#### [EXTRAHIERTER TEXT]
Nina ist 32. Sie stammt aus Kamerun. Seit acht Jahren lebt sie in Deutschland. 2010 wurde ihr Blut bei einem Krankenhausaufenthalt in Darmstadt auf HIV getestet, ohne dass man sie vorher gefragt oder über HIV aufgeklärt hätte. Glücklicherweise wurde sie auf die Infektionsstation 68 in Frankfurt verlegt, wo sie eine kompetente Behandlung erhielt und an Helping Hand vermittelt wurde. Die umfassende Ausbildung, die sie in dem Projekt bekam, hat ihr gleichzeitig die Angst vor HIV genommen.

Als Dolmetscherin war Nina noch nicht im Einsatz, denn die Kommunikation in den Amtssprachen ihres Heimatlandes – Englisch und Französisch – bekommen die Ärzte oft auch ohne Übersetzer hin. In ihrer Community ist HIV leider immer noch ein großes Tabu. Das Café ist deshalb der Ort, an dem sie sich austauschen und neue Energien tanken kann. Der Termin ist ihr heilig.

Yordanis stammt ursprünglich aus Äthiopien, ging in Eritrea zur Schule und kam noch als Kind 1994 nach Deutschland, wo sie im Kinderheim lebte. Dort wurde sie auch mit der HIV-Diagnose konfrontiert. Viele Jahre glaubte sie, damit völlig allein auf der Welt zu sein, bis sie 2012 in die Frankfurter Ambulanz kam – und ein neues Leben begann. Der Arzt erklärte ihr, HIV sei heute kein Problem mehr, vermittelte sie in das Helping-Hand-Projekt und ermutigte sie, die Dolmetscher-Ausbildung mitzumachen. Sie habe schließlich noch lange zu leben.

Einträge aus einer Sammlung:
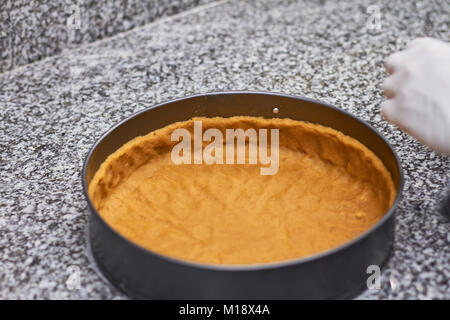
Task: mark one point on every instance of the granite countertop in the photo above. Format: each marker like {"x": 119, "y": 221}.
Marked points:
{"x": 52, "y": 111}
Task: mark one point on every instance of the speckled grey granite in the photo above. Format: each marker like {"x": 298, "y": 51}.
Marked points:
{"x": 33, "y": 29}
{"x": 52, "y": 111}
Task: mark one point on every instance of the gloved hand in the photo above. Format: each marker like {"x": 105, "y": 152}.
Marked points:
{"x": 418, "y": 92}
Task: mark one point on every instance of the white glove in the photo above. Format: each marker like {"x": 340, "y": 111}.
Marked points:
{"x": 418, "y": 92}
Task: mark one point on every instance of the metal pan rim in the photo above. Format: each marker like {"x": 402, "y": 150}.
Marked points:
{"x": 246, "y": 267}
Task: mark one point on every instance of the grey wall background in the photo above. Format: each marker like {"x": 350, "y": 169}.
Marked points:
{"x": 34, "y": 29}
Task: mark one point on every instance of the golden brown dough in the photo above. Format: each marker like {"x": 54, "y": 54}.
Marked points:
{"x": 329, "y": 189}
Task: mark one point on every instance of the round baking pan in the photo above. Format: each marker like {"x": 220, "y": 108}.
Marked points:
{"x": 338, "y": 273}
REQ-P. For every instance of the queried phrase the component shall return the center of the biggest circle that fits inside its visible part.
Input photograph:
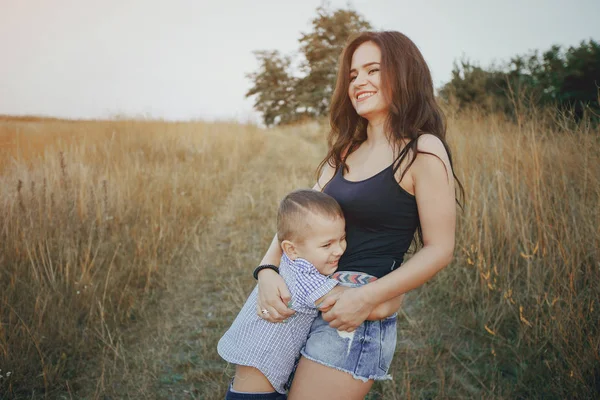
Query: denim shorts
(365, 353)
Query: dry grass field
(126, 249)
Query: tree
(282, 97)
(273, 88)
(321, 49)
(569, 80)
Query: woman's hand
(350, 310)
(273, 296)
(325, 303)
(386, 309)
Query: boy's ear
(289, 249)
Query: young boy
(311, 232)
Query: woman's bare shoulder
(429, 143)
(431, 155)
(327, 174)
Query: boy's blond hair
(293, 210)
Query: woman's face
(365, 89)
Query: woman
(390, 169)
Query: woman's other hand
(326, 302)
(386, 309)
(273, 296)
(350, 310)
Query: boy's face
(322, 244)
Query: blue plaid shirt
(272, 348)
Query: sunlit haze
(184, 59)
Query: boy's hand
(273, 297)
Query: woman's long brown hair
(409, 91)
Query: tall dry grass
(100, 221)
(93, 215)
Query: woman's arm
(434, 191)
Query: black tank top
(381, 219)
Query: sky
(188, 59)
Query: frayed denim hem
(386, 377)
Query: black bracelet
(264, 266)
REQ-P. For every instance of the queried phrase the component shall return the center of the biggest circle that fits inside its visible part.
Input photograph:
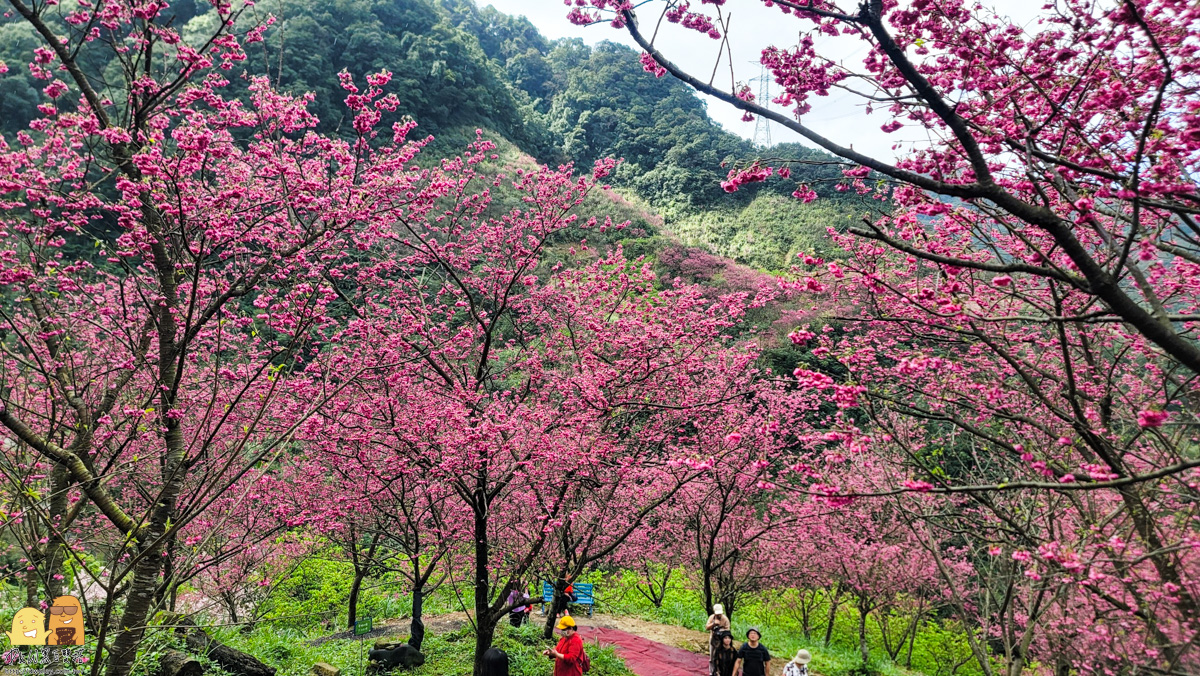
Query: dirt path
(648, 648)
(646, 657)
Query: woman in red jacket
(568, 654)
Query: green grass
(937, 648)
(292, 653)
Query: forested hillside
(457, 66)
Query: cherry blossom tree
(514, 384)
(1021, 307)
(168, 250)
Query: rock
(174, 663)
(387, 644)
(403, 656)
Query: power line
(762, 125)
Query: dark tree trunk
(708, 592)
(137, 609)
(863, 611)
(353, 603)
(232, 660)
(55, 549)
(833, 612)
(174, 663)
(418, 626)
(556, 606)
(485, 623)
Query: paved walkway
(646, 657)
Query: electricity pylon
(762, 125)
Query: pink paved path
(646, 657)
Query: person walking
(718, 623)
(753, 656)
(726, 657)
(516, 615)
(568, 654)
(799, 664)
(496, 663)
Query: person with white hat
(799, 664)
(718, 623)
(753, 656)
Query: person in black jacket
(496, 663)
(753, 657)
(725, 656)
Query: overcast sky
(839, 117)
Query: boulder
(384, 642)
(402, 656)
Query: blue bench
(582, 596)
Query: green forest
(340, 338)
(457, 66)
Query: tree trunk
(174, 663)
(485, 623)
(137, 608)
(863, 611)
(232, 660)
(708, 591)
(353, 603)
(556, 606)
(418, 627)
(833, 612)
(55, 549)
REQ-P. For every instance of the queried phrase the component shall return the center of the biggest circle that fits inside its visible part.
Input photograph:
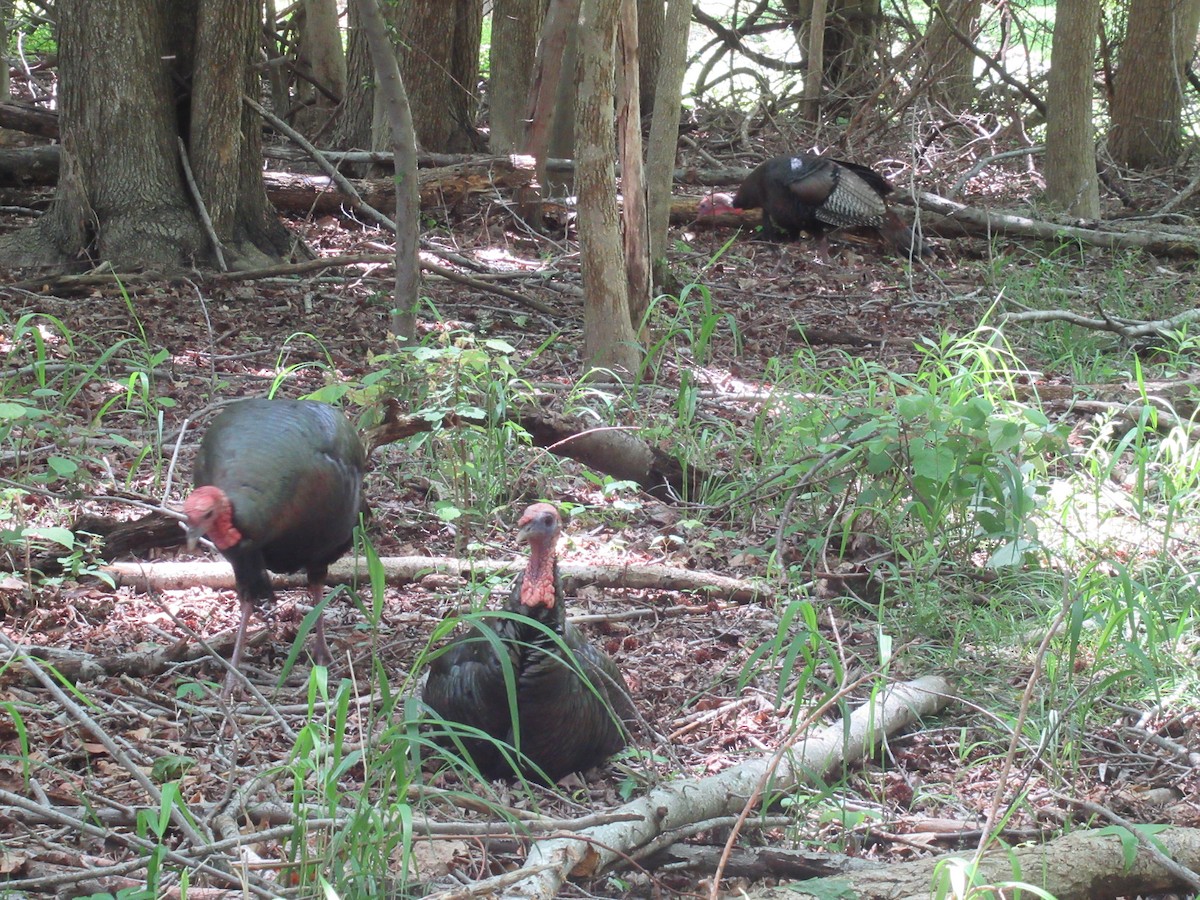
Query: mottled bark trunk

#### [AUFGABEN UND ÜBUNGEN]
A. In welchem Jahr kam Yordanis laut dem Text über das Helping-Hand-Projekt nach Deutschland?
B. Nenne alle Länder, die im Text über das Helping-Hand-Projekt vorkommen.
C. Führe den Text über das Helping-Hand-Projekt im Anschluss an seinen letzten Satz weiter.

#### [LÖSUNGEN DER AUFGABEN]
A. Yordanis kam 1994 nach Deutschland.

B. Kamerun, Deutschland, Äthiopien, Eritrea

C.
„Das Café hat die Vereinzelung aufgebrochen“

Zweimal wöchentlich begleitet Yordanis nun andere Patienten, nicht nur mit HIV, sondern auch mit Tuberkulose. Die Schulung hat ihr viel gebracht. Vorher war die HIV-Infektion für sie überaus beängstigend, aber irgendwie auch nicht real. Sie hatte keine Schmerzen, ihre Organe funktionierten – krank war sie eigentlich nicht. Jetzt versteht sie, was da im Körper abläuft. Das Café hat ihre Vereinzelung aufgebrochen. In ihrer eritreischen Community ist HIV immer noch ein Tabu.

Benjamin, 49, kommt aus Malawi und ist Informatiker. Seine Augen machen ihm Sorgen. Seit seiner Kindheit verschlechtert sich die Sehkraft immer weiter. Das beängstigt ihn mehr als seine HIV-Infektion, denn die hat er medikamentös gut im Griff. Der Unterschied ist, dass er über seine Sehkraft im Grunde mit jedem reden kann, HIV jedoch jenseits des geschützten Rahmens ein Tabu ist. Deswegen kommt er, wann immer es ihm möglich ist, zum Patienten-Café. Den Weg dorthin hätte er ohne die Dolmetscherschulung allerdings nicht gefunden. Dort Menschen in vergleichbarer Lage kennenzulernen, hat erst die Türen für ihn geöffnet.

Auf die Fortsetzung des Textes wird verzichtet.